▸ **O que fazer**: No trecho do texto, em que cilada a pessoa que escreve diz ter caído?

▸ **Trecho do texto**:
-------------------------

UM DESENHO POR SEMANA

quinta-feira, 18 de junho de 2015

Obrigado por me fazer voltar


Descrença total com a política. Desilusões com as promessas dos governantes, com nossas escolhas, com nossos amigos, descrédito com o que somos como nação. Diagnóstico desesperador, notícias cada vez piores. Não é apenas o dinheiro que encurta, ou o desemprego que bate à porta. O problema é não ver solução, reconhecer opção; é não ter lado B. Ninguém é diferente, então a solução ou a única alternativa é sermos diferentes.


Nesse contexto Ética é coisa que a gente está tão pouco acostumado a ver ou discutir que no afã de tê-la na alma e expressá-la em ações, podemos errar pela falta de costume. Parece impossível errar tentando ser ético. Mas eu caí na cilada da pureza que muitos partidos diziam (e alguns ainda o fazem) ter.

-------------------------

▸ **Itens fornecidos**:
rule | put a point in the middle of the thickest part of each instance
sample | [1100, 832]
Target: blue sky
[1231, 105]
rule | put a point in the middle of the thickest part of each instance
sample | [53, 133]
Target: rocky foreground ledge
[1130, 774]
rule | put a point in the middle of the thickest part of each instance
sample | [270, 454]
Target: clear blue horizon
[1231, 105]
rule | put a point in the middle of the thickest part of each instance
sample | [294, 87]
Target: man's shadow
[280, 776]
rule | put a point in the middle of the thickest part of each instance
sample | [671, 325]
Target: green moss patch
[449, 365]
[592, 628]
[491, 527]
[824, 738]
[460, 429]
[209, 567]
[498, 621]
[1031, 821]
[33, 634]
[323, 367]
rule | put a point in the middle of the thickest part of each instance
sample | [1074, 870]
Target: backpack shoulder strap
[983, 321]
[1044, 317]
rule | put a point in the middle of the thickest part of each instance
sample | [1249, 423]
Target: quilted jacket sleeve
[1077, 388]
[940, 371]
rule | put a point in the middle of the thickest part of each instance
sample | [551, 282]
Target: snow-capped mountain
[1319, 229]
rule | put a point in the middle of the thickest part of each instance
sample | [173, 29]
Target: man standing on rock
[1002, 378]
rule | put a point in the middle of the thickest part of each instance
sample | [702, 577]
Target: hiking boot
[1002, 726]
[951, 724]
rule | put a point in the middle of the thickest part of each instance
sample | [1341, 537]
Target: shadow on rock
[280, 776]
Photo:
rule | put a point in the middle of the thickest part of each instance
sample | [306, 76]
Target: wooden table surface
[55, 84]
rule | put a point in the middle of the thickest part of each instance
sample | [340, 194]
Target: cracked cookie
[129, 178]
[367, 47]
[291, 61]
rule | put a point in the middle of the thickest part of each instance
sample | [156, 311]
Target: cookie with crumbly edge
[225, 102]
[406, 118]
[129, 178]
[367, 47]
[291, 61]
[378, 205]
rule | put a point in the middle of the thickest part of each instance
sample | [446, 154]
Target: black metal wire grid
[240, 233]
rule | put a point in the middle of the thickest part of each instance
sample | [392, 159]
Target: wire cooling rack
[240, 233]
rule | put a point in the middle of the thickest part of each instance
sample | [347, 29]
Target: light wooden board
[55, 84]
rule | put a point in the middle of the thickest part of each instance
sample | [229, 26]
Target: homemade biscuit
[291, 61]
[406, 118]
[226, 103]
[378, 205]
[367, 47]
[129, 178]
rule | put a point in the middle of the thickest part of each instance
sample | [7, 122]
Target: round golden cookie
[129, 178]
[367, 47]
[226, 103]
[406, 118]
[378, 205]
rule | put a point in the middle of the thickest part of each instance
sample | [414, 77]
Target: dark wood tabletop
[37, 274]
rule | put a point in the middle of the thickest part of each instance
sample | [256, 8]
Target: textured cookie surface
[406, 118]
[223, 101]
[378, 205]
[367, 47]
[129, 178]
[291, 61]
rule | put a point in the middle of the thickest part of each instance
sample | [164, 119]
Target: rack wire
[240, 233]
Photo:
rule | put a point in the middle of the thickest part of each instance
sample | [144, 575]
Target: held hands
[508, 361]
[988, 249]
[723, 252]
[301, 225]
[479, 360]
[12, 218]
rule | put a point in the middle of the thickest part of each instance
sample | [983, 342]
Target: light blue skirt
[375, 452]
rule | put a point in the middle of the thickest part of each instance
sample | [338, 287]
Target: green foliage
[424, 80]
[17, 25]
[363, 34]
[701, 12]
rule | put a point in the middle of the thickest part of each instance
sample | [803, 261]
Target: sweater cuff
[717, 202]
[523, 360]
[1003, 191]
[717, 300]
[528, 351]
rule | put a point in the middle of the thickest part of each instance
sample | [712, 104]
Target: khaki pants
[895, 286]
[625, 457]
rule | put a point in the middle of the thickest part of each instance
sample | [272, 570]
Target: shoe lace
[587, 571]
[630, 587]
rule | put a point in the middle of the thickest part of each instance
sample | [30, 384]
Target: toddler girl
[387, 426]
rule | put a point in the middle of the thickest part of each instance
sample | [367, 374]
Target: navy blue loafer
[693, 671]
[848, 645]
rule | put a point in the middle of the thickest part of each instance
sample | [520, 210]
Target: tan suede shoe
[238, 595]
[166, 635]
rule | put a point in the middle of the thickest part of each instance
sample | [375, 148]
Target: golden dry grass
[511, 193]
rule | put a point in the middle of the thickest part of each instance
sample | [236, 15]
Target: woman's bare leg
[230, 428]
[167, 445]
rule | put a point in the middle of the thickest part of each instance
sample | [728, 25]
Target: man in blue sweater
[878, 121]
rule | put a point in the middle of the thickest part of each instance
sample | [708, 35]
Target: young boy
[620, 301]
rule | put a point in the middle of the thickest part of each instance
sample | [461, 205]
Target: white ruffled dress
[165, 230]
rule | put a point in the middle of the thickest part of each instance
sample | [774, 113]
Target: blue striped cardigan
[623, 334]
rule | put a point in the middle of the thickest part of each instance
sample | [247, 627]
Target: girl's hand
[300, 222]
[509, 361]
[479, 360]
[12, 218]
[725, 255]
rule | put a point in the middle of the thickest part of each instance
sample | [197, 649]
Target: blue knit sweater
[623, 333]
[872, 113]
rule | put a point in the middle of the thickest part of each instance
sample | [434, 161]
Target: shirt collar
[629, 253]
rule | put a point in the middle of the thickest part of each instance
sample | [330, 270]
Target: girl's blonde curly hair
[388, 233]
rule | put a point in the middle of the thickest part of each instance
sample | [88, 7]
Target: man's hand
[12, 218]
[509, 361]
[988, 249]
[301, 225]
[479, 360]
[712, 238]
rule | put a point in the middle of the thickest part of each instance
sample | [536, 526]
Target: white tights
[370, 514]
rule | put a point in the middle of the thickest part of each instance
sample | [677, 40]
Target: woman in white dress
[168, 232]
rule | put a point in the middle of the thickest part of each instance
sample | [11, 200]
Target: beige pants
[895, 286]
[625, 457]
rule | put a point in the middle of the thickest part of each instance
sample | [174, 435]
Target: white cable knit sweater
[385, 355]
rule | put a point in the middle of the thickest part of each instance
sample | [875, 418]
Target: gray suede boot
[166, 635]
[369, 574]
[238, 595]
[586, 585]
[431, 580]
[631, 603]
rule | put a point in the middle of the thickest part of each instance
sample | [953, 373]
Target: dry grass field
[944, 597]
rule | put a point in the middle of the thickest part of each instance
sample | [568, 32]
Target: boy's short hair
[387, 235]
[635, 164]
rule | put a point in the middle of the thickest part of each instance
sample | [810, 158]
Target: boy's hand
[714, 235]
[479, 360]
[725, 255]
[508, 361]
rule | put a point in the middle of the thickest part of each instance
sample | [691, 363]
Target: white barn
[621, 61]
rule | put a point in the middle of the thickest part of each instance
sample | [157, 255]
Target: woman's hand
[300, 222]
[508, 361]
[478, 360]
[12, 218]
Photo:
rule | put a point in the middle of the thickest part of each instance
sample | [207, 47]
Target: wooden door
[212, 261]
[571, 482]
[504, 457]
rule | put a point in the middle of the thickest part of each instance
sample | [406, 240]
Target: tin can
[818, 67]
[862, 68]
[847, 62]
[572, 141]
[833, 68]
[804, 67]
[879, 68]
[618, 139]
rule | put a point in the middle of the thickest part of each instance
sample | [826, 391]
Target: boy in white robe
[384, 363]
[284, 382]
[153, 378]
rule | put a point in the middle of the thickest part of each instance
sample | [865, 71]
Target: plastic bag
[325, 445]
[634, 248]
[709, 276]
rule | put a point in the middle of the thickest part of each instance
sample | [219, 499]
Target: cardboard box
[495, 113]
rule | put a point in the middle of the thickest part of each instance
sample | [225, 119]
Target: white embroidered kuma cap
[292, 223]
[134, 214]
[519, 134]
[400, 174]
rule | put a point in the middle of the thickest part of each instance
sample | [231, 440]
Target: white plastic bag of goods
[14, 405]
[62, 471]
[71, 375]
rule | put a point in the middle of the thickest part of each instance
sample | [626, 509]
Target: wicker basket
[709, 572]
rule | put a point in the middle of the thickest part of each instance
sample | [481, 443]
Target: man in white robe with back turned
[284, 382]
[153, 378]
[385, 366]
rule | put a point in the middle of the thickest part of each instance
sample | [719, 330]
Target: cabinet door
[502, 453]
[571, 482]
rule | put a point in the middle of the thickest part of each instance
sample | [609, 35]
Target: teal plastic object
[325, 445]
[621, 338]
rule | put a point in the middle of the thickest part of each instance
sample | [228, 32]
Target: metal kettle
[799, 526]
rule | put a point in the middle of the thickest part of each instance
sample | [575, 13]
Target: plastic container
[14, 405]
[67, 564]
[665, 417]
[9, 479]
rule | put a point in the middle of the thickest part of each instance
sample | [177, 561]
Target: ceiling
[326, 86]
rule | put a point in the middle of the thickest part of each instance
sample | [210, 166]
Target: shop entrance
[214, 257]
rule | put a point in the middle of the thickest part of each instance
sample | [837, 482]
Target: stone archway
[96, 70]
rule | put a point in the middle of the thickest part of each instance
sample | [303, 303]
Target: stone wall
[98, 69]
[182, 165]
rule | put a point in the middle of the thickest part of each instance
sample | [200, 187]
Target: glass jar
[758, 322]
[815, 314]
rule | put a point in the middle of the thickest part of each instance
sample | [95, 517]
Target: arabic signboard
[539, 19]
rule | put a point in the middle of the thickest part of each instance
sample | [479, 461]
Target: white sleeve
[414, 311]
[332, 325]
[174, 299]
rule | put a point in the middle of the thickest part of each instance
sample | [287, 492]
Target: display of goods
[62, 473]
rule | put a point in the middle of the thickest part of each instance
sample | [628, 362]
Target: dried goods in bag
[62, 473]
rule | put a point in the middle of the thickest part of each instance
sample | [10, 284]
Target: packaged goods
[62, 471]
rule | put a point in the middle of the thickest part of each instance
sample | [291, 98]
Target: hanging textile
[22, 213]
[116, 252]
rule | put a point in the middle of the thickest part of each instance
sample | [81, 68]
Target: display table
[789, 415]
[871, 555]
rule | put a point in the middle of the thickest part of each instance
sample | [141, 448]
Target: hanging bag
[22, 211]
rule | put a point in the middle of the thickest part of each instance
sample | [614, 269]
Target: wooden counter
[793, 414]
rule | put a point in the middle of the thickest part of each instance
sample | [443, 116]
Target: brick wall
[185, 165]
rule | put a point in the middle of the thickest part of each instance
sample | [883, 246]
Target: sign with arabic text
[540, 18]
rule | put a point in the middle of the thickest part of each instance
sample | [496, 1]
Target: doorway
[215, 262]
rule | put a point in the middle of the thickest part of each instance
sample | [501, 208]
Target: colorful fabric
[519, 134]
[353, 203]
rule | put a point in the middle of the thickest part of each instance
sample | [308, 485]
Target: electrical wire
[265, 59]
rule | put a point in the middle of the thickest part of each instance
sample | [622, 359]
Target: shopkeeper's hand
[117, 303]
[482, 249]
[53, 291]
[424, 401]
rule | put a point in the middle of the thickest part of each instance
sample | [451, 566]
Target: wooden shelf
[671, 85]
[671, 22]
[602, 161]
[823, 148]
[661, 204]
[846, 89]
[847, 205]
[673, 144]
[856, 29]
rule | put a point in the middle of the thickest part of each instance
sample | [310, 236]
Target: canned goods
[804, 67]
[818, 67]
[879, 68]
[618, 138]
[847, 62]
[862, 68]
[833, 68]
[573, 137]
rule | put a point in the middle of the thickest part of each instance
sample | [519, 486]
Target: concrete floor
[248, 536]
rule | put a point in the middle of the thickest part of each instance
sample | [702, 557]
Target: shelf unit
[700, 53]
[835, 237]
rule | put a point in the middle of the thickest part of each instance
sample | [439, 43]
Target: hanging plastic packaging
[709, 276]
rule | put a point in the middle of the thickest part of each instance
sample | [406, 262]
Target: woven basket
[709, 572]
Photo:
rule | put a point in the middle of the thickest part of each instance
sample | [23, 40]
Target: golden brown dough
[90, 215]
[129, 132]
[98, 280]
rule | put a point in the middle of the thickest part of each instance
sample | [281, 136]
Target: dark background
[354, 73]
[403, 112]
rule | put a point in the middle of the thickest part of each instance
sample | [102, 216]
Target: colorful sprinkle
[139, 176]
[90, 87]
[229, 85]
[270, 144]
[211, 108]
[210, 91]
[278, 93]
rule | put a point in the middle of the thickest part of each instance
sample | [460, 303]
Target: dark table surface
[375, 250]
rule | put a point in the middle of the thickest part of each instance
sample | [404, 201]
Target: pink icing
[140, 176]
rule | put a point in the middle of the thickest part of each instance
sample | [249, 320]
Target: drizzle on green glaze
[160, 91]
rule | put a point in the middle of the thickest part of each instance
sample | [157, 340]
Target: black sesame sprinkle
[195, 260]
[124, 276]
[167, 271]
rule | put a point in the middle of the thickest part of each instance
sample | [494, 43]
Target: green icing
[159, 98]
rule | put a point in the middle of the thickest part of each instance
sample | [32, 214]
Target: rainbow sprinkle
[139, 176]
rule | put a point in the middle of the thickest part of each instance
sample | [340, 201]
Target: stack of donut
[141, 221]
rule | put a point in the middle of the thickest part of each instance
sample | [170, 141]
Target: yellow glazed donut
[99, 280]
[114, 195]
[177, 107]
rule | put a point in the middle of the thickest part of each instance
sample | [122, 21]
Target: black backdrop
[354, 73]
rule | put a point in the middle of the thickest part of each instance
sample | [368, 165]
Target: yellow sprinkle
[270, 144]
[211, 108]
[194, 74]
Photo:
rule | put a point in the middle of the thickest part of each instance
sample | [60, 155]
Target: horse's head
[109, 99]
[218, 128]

-------------------------

▸ **Resposta certa**: Na cilada da pureza que muitos partidos diziam ter.